*Source extract*:
▼▼▼

Viewing 10 posts - 1 through 10 (of 10 total)
  • Author
    Posts
  • December 20, 2006 at 9:15 am #19890
    Trunk
    Participant

    So, I’m having fun with my new ipod. Awake last night in the wee hours, and so loaded it up with Monty Python Sings – laughing quietly in the middle of the night. Thought I might buy some Steve Martin cd’s & load ’em up also. Fun to play in the car, along with fav music..

    Who are your favorite comedians?

    December 20, 2006 at 9:51 am #19891
    shabd
    Participant

    Groucho Marx!!

    December 20, 2006 at 11:08 am #19893
    Jernej
    Participant

    my inner frown 🙂

    December 20, 2006 at 7:00 pm #19895
    snowlion
    Participant

    Chris farley, John Candy, there are so many others!

    December 20, 2006 at 7:47 pm #19897
    matblack
    Participant

    Lee Mack from england
    Danny Bhoy from scotland
    Franklin Ajaye from usa
    Arj Barker from usa

    December 21, 2006 at 12:23 am #19899
    Alexander Alexis
    Participant

    George W. Bush

    December 21, 2006 at 12:26 am #19901
    Alexander Alexis
    Participant

    Once again, The Washington Post has published the
    winning submissions to its yearly neologism contest,
    in which readers are asked to supply alternate
    meanings for common words. The winners are:

    Coffee (n.), The person upon whom one coughs.

▲▲▲

*Information supplied*:

▼▼▼

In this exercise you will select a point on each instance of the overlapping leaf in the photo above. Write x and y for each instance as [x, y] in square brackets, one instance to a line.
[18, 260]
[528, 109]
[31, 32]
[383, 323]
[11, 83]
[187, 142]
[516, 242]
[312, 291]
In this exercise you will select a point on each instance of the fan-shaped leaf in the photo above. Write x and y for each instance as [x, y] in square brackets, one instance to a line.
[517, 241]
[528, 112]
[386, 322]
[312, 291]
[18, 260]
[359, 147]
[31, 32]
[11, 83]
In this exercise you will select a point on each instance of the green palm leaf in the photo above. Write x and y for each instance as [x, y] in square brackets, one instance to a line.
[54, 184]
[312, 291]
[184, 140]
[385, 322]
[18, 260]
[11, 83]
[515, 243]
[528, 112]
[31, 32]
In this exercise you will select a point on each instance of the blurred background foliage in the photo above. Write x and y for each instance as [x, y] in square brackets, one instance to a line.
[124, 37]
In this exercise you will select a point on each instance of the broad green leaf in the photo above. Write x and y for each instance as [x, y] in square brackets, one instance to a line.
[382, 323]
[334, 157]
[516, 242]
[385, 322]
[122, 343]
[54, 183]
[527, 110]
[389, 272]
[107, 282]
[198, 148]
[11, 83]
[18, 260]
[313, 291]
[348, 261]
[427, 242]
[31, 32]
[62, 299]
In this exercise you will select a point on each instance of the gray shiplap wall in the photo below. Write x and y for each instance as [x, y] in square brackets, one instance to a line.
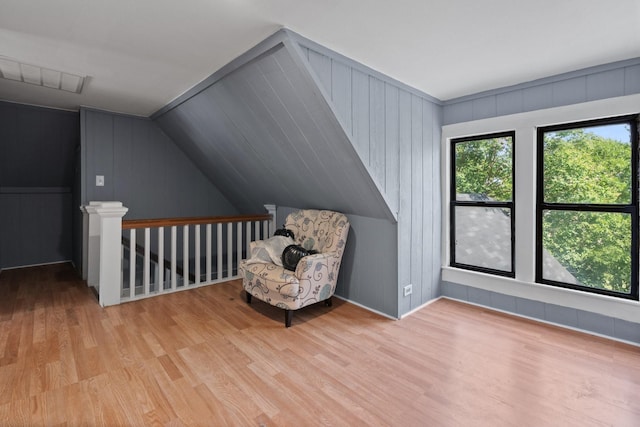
[368, 273]
[263, 135]
[37, 163]
[143, 169]
[589, 84]
[396, 133]
[601, 82]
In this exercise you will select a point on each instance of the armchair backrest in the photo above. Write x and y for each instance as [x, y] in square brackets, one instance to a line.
[324, 231]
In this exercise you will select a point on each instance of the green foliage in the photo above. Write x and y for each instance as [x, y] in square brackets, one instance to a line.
[483, 167]
[579, 167]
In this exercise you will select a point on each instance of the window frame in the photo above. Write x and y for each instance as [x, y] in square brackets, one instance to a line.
[631, 208]
[453, 202]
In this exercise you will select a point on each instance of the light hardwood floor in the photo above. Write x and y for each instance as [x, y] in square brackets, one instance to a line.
[205, 357]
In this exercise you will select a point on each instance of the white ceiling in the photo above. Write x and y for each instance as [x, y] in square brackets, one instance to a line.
[141, 54]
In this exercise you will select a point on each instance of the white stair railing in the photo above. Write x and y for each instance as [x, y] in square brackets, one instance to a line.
[128, 260]
[189, 241]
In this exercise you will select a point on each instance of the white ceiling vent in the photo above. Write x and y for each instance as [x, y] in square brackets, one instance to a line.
[14, 70]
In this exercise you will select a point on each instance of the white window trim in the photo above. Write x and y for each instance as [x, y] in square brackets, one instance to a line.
[525, 125]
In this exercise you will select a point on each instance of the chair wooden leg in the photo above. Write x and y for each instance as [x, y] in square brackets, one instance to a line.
[288, 314]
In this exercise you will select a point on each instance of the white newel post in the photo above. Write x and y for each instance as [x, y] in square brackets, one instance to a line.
[271, 209]
[110, 214]
[90, 244]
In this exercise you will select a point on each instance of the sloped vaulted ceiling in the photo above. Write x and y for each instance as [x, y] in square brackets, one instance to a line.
[262, 131]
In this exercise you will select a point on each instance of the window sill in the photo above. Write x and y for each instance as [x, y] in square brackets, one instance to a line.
[620, 308]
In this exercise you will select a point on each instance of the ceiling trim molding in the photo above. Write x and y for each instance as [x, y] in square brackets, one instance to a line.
[310, 44]
[546, 80]
[262, 48]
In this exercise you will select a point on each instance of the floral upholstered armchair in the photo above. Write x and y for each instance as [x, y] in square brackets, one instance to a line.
[315, 276]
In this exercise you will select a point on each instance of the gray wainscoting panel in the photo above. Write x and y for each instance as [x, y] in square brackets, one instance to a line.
[36, 227]
[553, 313]
[600, 82]
[37, 169]
[144, 170]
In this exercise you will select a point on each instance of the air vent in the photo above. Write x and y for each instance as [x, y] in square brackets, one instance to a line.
[14, 70]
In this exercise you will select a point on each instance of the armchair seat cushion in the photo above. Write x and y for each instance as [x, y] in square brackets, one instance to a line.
[272, 278]
[316, 275]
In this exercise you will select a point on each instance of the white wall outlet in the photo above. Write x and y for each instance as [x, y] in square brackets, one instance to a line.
[408, 290]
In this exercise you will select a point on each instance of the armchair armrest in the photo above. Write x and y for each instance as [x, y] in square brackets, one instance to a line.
[319, 267]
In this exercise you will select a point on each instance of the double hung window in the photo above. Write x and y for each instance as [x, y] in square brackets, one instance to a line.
[482, 203]
[587, 206]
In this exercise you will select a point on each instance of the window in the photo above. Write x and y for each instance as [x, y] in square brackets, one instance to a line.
[482, 203]
[587, 206]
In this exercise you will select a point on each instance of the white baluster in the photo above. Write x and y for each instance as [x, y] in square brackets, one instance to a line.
[208, 254]
[185, 255]
[147, 259]
[174, 263]
[248, 239]
[196, 241]
[219, 275]
[238, 244]
[160, 275]
[229, 249]
[132, 263]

▲▲▲

*Prompt 1*: Give the username of every participant who posts in the comedians forum thread, listing each name once.
*Prompt 2*: Reproduce the stretch of the comedians forum thread from "Once again, The" through "whom one coughs." word for word.
*Prompt 3*: Carry the comedians forum thread forward from the point where it stops.

*Written response 1*: Trunk, shabd, Jernej, snowlion, matblack, Alexander Alexis

*Written response 2*:
Once again, The Washington Post has published the
    winning submissions to its yearly neologism contest,
    in which readers are asked to supply alternate
    meanings for common words. The winners are:

    Coffee (n.), The person upon whom one coughs.

*Written response 3*:
    Flabbergasted (adj.), Appalled over how much weight
    you have gained.

    Abdicate (v.), To give up all hope of ever having a
    flat stomach.

    Esplanade (v.), To attempt an explanation while drunk.

    Willy-nilly (adj.), Impotent.

    Negligent (adj.) Describes a condition in which you
    absentmindedly answer the door in your nightgown.

    Lymph (v.), To walk with a lisp.

    Gargoyle (n.), Olive-flavored mouthwash.

    Flatulence (n.), Emergency vehicle that picks you up
    after you are run over by a steamroller.

    Balderdash (n.), A rapidly receding hairline.

    Testicle (n.), A humorous question on an exam.

    Rectitude (n.), The formal, dignified bearing adopted
    by proctologists.

    Pokemon (n), A Rastafarian proctologist.

    Oyster (n.), A person who sprinkles his conversation
    with Yiddishisms.

    Frisbeetarianism (n.), (back by popular demand): The
    belief that, when you die, your soul flies up onto the
    roof and gets stuck there.

    Circumvent (n.), An opening in the front of boxer
    shorts worn by Jewish men.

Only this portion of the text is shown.